Extract provided:
■ ■ ■ ■ ■

Haiti is ground zero for the humanitarian aid system. An influx of international aid agencies dates back decades; today, there are more NGOs per capita in Haiti than in any other country, except possibly India.
Then why did a virulent cholera epidemic break out after the earthquake? Why are over a hundred thousand Haitians who lost their homes in the temblor still homeless?
The answer to the first question might surprise you: the very people sent to Haiti to protect the country – United Nations peacekeepers – brought the disease with them. That’s according to numerous scientific studies. The disease has killed at least 8,000 Haitians and will afflict many more during the rainy season this year. But the UN has never accepted responsibility for the epidemic. Its cholera health initiative remains woefully underfunded. I took the above photo, of graffiti equating the peacekeepers with cholera, about a year after the outbreak began.
- Brian Concannon and his Haitian legal partner, Mario Joseph.

■ ■ ■ ■ ■

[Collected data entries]
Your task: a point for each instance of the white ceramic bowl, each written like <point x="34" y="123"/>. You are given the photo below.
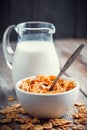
<point x="47" y="105"/>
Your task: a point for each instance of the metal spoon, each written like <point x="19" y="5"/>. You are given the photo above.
<point x="67" y="64"/>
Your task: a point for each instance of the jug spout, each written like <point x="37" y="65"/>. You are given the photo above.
<point x="35" y="31"/>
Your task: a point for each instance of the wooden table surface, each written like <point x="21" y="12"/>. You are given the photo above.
<point x="64" y="49"/>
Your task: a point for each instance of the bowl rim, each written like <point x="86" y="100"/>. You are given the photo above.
<point x="40" y="94"/>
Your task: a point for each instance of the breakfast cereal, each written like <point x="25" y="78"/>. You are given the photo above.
<point x="42" y="84"/>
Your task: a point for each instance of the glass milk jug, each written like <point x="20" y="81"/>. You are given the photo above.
<point x="35" y="53"/>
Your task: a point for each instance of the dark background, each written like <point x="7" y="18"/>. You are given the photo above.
<point x="68" y="16"/>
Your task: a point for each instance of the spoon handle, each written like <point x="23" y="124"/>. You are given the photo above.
<point x="68" y="64"/>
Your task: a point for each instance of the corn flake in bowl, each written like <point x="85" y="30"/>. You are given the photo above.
<point x="35" y="96"/>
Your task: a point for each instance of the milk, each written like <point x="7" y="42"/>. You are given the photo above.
<point x="34" y="58"/>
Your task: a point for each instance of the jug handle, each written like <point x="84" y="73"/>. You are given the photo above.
<point x="7" y="49"/>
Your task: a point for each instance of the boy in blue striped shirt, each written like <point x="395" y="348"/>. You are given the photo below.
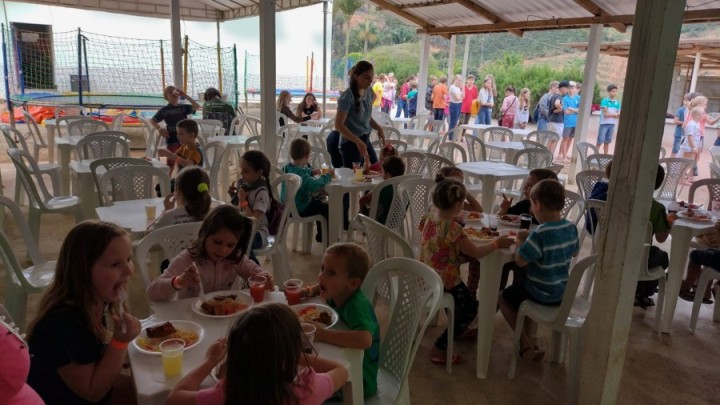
<point x="546" y="251"/>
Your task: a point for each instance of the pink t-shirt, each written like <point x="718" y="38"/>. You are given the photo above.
<point x="313" y="389"/>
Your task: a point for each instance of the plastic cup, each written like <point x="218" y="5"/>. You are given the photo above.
<point x="257" y="287"/>
<point x="171" y="351"/>
<point x="309" y="333"/>
<point x="525" y="221"/>
<point x="292" y="291"/>
<point x="150" y="211"/>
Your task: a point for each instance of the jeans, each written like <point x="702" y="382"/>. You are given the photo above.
<point x="484" y="116"/>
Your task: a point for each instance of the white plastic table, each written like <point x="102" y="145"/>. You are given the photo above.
<point x="489" y="174"/>
<point x="682" y="232"/>
<point x="153" y="387"/>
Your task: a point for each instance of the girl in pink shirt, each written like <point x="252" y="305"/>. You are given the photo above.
<point x="215" y="259"/>
<point x="265" y="365"/>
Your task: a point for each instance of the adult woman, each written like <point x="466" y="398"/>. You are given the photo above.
<point x="509" y="108"/>
<point x="308" y="108"/>
<point x="523" y="108"/>
<point x="214" y="108"/>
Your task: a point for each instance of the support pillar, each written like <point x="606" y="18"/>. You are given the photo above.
<point x="653" y="48"/>
<point x="591" y="62"/>
<point x="266" y="10"/>
<point x="176" y="43"/>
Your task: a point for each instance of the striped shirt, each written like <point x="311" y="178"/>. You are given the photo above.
<point x="548" y="250"/>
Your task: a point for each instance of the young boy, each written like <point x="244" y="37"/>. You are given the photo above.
<point x="311" y="182"/>
<point x="546" y="251"/>
<point x="392" y="166"/>
<point x="343" y="270"/>
<point x="609" y="116"/>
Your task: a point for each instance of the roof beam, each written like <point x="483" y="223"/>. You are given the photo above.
<point x="693" y="16"/>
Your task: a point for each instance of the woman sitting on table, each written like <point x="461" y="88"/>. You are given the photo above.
<point x="308" y="108"/>
<point x="214" y="108"/>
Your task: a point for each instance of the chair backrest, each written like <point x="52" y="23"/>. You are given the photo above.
<point x="414" y="162"/>
<point x="434" y="163"/>
<point x="452" y="152"/>
<point x="105" y="164"/>
<point x="133" y="183"/>
<point x="713" y="189"/>
<point x="587" y="179"/>
<point x="533" y="158"/>
<point x="86" y="126"/>
<point x="418" y="287"/>
<point x="102" y="145"/>
<point x="675" y="169"/>
<point x="599" y="161"/>
<point x="171" y="240"/>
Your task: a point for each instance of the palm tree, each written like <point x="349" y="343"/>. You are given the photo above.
<point x="347" y="8"/>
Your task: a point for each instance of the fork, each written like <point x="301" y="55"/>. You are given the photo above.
<point x="121" y="298"/>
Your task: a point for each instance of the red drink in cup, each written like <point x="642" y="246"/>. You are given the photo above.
<point x="293" y="287"/>
<point x="257" y="287"/>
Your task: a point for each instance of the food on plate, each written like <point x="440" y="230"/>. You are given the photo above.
<point x="222" y="305"/>
<point x="314" y="314"/>
<point x="157" y="334"/>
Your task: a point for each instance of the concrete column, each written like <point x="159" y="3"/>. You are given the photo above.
<point x="176" y="43"/>
<point x="423" y="74"/>
<point x="653" y="49"/>
<point x="266" y="10"/>
<point x="586" y="97"/>
<point x="696" y="71"/>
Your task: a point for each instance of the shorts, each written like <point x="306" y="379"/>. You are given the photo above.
<point x="516" y="294"/>
<point x="568" y="132"/>
<point x="605" y="133"/>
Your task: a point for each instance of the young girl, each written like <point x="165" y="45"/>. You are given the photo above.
<point x="269" y="338"/>
<point x="189" y="203"/>
<point x="253" y="195"/>
<point x="214" y="259"/>
<point x="308" y="108"/>
<point x="72" y="361"/>
<point x="443" y="240"/>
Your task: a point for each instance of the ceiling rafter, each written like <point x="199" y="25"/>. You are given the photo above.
<point x="598" y="11"/>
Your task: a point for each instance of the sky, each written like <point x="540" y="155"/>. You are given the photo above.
<point x="295" y="41"/>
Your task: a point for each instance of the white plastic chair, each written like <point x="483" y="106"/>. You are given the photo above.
<point x="41" y="201"/>
<point x="171" y="240"/>
<point x="418" y="287"/>
<point x="566" y="320"/>
<point x="276" y="244"/>
<point x="19" y="281"/>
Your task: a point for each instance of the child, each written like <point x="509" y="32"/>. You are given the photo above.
<point x="253" y="195"/>
<point x="344" y="268"/>
<point x="443" y="240"/>
<point x="173" y="113"/>
<point x="546" y="251"/>
<point x="306" y="205"/>
<point x="72" y="361"/>
<point x="189" y="203"/>
<point x="280" y="374"/>
<point x="214" y="259"/>
<point x="609" y="116"/>
<point x="393" y="166"/>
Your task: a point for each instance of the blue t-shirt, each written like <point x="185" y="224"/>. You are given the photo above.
<point x="357" y="122"/>
<point x="570" y="119"/>
<point x="548" y="250"/>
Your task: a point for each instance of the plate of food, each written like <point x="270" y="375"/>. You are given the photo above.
<point x="222" y="304"/>
<point x="509" y="220"/>
<point x="695" y="215"/>
<point x="149" y="340"/>
<point x="316" y="313"/>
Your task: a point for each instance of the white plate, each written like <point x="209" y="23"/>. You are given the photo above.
<point x="180" y="326"/>
<point x="320" y="307"/>
<point x="241" y="297"/>
<point x="706" y="217"/>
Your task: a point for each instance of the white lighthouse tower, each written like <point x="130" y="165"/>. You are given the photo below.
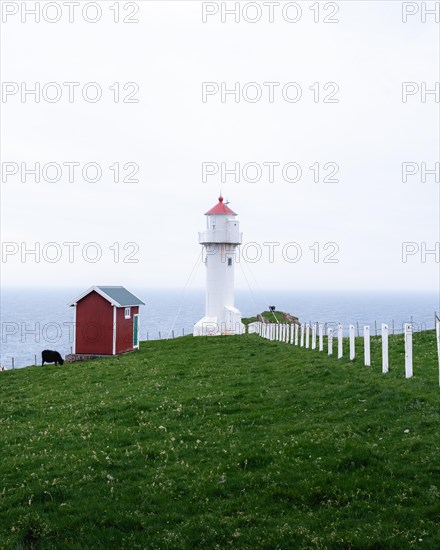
<point x="220" y="241"/>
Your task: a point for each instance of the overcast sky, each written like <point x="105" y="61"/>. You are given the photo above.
<point x="359" y="62"/>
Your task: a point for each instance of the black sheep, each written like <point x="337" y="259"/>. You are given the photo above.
<point x="49" y="356"/>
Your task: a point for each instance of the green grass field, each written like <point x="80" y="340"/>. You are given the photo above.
<point x="226" y="442"/>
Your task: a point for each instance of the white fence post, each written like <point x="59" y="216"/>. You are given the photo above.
<point x="352" y="348"/>
<point x="340" y="337"/>
<point x="408" y="350"/>
<point x="437" y="333"/>
<point x="330" y="340"/>
<point x="321" y="336"/>
<point x="367" y="356"/>
<point x="384" y="348"/>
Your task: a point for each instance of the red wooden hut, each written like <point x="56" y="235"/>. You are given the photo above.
<point x="106" y="321"/>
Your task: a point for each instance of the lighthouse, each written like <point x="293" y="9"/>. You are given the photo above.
<point x="220" y="241"/>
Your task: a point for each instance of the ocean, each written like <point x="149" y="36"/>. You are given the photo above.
<point x="36" y="319"/>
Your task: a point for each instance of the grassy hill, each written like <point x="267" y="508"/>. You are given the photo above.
<point x="232" y="442"/>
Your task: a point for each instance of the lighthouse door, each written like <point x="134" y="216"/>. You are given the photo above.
<point x="135" y="331"/>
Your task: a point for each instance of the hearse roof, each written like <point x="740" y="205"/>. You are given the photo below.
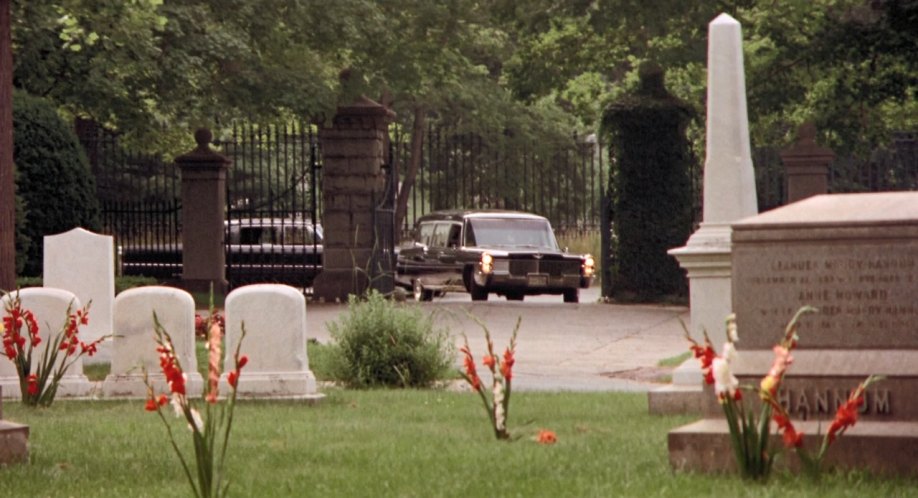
<point x="460" y="215"/>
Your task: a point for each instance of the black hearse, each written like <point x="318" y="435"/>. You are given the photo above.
<point x="508" y="253"/>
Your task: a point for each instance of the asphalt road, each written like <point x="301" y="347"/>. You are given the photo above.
<point x="590" y="346"/>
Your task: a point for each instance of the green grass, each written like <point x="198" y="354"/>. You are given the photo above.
<point x="392" y="443"/>
<point x="674" y="361"/>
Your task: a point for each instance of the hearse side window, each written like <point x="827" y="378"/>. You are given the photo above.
<point x="250" y="235"/>
<point x="425" y="233"/>
<point x="298" y="236"/>
<point x="441" y="231"/>
<point x="469" y="235"/>
<point x="455" y="235"/>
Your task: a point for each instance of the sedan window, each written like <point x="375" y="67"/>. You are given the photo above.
<point x="508" y="232"/>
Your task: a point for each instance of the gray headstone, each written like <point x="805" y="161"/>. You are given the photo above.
<point x="134" y="345"/>
<point x="83" y="263"/>
<point x="275" y="342"/>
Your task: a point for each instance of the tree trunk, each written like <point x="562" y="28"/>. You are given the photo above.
<point x="7" y="186"/>
<point x="417" y="147"/>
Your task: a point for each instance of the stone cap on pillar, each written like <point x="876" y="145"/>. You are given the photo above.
<point x="363" y="113"/>
<point x="203" y="155"/>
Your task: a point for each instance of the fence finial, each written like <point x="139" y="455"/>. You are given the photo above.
<point x="203" y="137"/>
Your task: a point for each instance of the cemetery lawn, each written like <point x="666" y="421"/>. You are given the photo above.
<point x="391" y="443"/>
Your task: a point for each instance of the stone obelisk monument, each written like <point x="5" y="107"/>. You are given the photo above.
<point x="729" y="192"/>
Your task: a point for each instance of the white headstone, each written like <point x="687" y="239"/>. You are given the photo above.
<point x="83" y="262"/>
<point x="275" y="343"/>
<point x="50" y="309"/>
<point x="134" y="344"/>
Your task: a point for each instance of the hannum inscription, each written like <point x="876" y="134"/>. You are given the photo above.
<point x="869" y="291"/>
<point x="820" y="403"/>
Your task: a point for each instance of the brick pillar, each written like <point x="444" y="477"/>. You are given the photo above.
<point x="806" y="166"/>
<point x="353" y="152"/>
<point x="203" y="207"/>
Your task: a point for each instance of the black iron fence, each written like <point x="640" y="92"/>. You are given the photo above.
<point x="276" y="174"/>
<point x="561" y="180"/>
<point x="272" y="193"/>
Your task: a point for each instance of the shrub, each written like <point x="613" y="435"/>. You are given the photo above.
<point x="54" y="181"/>
<point x="651" y="190"/>
<point x="381" y="343"/>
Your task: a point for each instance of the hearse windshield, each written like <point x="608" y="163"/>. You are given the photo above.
<point x="511" y="232"/>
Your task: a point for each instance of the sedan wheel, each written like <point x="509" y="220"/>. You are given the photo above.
<point x="420" y="293"/>
<point x="572" y="295"/>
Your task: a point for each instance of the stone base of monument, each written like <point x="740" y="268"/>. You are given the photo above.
<point x="887" y="448"/>
<point x="276" y="385"/>
<point x="14" y="443"/>
<point x="133" y="386"/>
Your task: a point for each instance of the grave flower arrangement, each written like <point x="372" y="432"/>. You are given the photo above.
<point x="39" y="378"/>
<point x="750" y="433"/>
<point x="210" y="430"/>
<point x="496" y="399"/>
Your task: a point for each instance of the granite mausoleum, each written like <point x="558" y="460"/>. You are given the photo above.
<point x="855" y="258"/>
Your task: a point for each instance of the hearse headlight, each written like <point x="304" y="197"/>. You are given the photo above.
<point x="487" y="263"/>
<point x="589" y="266"/>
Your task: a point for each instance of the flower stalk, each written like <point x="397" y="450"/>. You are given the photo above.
<point x="39" y="378"/>
<point x="496" y="400"/>
<point x="211" y="429"/>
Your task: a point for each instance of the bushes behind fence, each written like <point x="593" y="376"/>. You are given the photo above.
<point x="54" y="181"/>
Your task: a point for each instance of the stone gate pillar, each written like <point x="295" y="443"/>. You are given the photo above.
<point x="203" y="208"/>
<point x="353" y="153"/>
<point x="806" y="166"/>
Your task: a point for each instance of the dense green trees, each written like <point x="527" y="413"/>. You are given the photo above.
<point x="846" y="64"/>
<point x="526" y="69"/>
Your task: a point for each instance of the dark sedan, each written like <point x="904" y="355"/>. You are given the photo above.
<point x="508" y="253"/>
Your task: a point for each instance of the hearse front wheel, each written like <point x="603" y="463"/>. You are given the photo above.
<point x="420" y="293"/>
<point x="478" y="292"/>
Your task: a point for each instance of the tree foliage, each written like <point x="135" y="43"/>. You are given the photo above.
<point x="53" y="180"/>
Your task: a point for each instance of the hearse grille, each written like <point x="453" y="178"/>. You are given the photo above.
<point x="555" y="268"/>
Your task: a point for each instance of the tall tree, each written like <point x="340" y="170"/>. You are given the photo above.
<point x="7" y="184"/>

■ ■ ■ ■ ■

Study questions:
**1.** From the passage on Haiti, reproduce word for word the span between "Then why did" and "temblor still homeless?", inclusive.
**2.** According to the passage on Haiti, at least how many Haitians has the cholera epidemic killed?

Answers for this exercise:
**1.**
Then why did a virulent cholera epidemic break out after the earthquake? Why are over a hundred thousand Haitians who lost their homes in the temblor still homeless?

**2.** At least 8,000.